Top of SOURCE MATERIAL

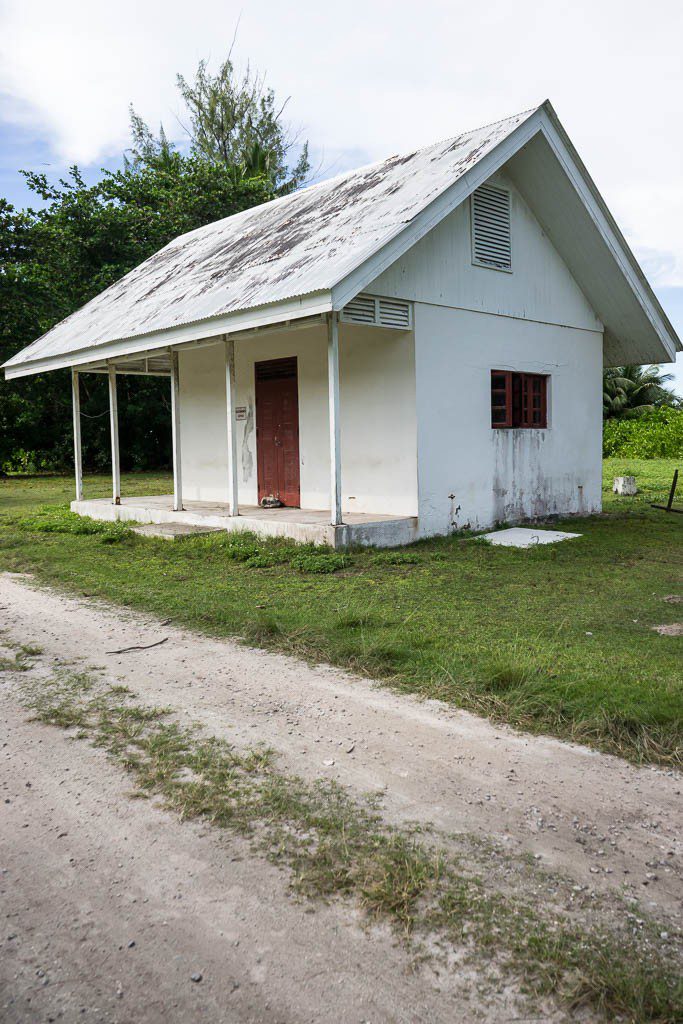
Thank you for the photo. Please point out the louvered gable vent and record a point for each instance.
(491, 227)
(378, 312)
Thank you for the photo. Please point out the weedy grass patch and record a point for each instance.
(553, 639)
(334, 845)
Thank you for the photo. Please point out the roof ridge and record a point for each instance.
(353, 170)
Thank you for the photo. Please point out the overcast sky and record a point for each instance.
(366, 80)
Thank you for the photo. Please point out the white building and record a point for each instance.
(397, 352)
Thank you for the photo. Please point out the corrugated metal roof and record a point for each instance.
(304, 243)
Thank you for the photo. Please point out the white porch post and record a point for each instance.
(175, 433)
(230, 395)
(114, 422)
(335, 434)
(78, 461)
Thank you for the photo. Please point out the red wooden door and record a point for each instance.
(278, 430)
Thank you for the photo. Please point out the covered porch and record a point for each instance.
(302, 525)
(314, 418)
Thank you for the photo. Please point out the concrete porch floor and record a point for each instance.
(303, 525)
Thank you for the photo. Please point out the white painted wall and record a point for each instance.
(203, 429)
(416, 409)
(471, 320)
(378, 418)
(503, 475)
(439, 269)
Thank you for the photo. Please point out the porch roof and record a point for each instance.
(310, 252)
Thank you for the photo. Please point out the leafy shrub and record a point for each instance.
(395, 558)
(318, 562)
(58, 519)
(655, 434)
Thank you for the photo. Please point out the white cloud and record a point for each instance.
(375, 77)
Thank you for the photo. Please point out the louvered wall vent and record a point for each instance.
(378, 312)
(491, 228)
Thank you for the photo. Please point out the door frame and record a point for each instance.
(267, 372)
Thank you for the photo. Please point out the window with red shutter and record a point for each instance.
(518, 400)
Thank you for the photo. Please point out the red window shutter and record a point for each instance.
(501, 398)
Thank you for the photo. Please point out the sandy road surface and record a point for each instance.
(85, 870)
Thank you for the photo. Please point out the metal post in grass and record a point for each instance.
(78, 461)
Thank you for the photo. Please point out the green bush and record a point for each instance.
(318, 563)
(395, 558)
(58, 519)
(655, 434)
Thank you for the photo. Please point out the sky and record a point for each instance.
(367, 80)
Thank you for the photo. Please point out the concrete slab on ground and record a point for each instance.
(521, 537)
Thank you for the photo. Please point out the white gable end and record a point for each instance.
(441, 269)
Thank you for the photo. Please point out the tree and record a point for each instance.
(630, 390)
(55, 259)
(232, 120)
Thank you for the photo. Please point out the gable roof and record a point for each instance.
(313, 250)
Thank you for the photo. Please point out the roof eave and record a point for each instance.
(246, 320)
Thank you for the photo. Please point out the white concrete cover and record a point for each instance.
(520, 537)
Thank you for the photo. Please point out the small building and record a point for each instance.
(403, 350)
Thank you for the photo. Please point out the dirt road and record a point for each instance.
(86, 871)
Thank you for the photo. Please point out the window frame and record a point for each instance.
(524, 404)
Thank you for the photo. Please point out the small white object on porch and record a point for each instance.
(175, 433)
(78, 459)
(335, 431)
(230, 397)
(114, 422)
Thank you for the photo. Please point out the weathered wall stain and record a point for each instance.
(247, 454)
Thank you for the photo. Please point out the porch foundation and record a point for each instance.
(301, 525)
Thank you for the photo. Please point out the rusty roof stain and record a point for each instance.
(300, 244)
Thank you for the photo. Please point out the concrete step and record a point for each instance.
(172, 530)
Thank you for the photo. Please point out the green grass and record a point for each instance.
(335, 845)
(554, 639)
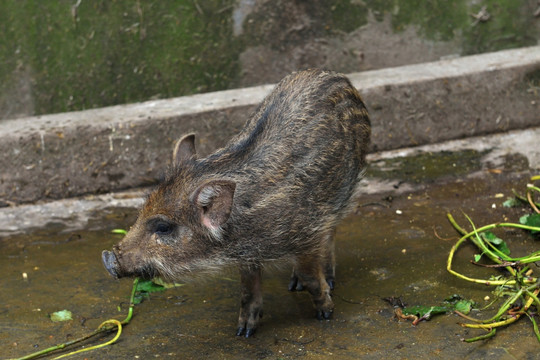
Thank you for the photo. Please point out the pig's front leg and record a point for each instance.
(311, 275)
(251, 300)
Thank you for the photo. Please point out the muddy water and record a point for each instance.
(380, 253)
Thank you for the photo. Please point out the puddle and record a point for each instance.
(380, 253)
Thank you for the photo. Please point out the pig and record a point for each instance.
(275, 192)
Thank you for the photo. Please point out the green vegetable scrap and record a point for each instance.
(417, 313)
(518, 289)
(146, 287)
(63, 315)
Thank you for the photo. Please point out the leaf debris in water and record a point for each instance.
(63, 315)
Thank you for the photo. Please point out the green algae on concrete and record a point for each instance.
(75, 55)
(102, 53)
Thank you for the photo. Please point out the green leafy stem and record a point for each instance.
(521, 287)
(106, 326)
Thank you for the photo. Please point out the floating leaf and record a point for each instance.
(119, 231)
(145, 287)
(424, 312)
(499, 243)
(464, 306)
(63, 315)
(511, 202)
(531, 220)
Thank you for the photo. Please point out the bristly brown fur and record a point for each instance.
(277, 190)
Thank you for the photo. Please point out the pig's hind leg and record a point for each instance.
(328, 264)
(311, 276)
(251, 300)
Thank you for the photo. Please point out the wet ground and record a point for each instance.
(395, 245)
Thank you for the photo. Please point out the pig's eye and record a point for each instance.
(163, 228)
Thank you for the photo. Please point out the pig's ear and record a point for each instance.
(214, 201)
(184, 149)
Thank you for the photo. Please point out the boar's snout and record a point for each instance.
(111, 263)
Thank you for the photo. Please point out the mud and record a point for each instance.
(381, 252)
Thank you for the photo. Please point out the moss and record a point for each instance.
(114, 52)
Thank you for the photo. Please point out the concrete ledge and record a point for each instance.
(119, 147)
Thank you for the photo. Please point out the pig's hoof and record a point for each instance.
(324, 315)
(246, 332)
(331, 282)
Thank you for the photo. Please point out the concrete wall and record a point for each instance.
(107, 149)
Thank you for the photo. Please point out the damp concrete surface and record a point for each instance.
(395, 244)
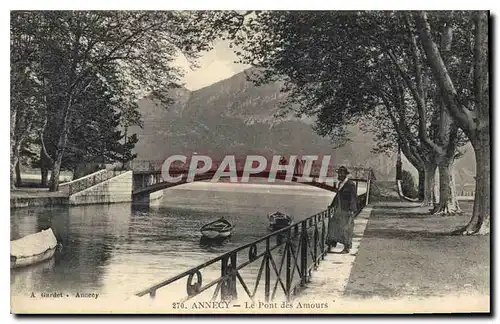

Bottom of SOURCE MATERIAL

◆ EXERCISE GOAL: All lines from the one containing "Thank you for the photo. Please point out the pig's hoof" to the last line of the records above, and no others, should be returned unchanged, without pictures.

◆ EXERCISE RESPONSE:
Thank you for the photo. Please point out the pig's hoof and record a point for each instance.
(324, 315)
(246, 332)
(331, 282)
Thank you for the photo. Please point out the concrete wall and record a point for each instance.
(107, 149)
Thank you for the photo. Please point out the damp concrete surface and record a point for each instance.
(395, 244)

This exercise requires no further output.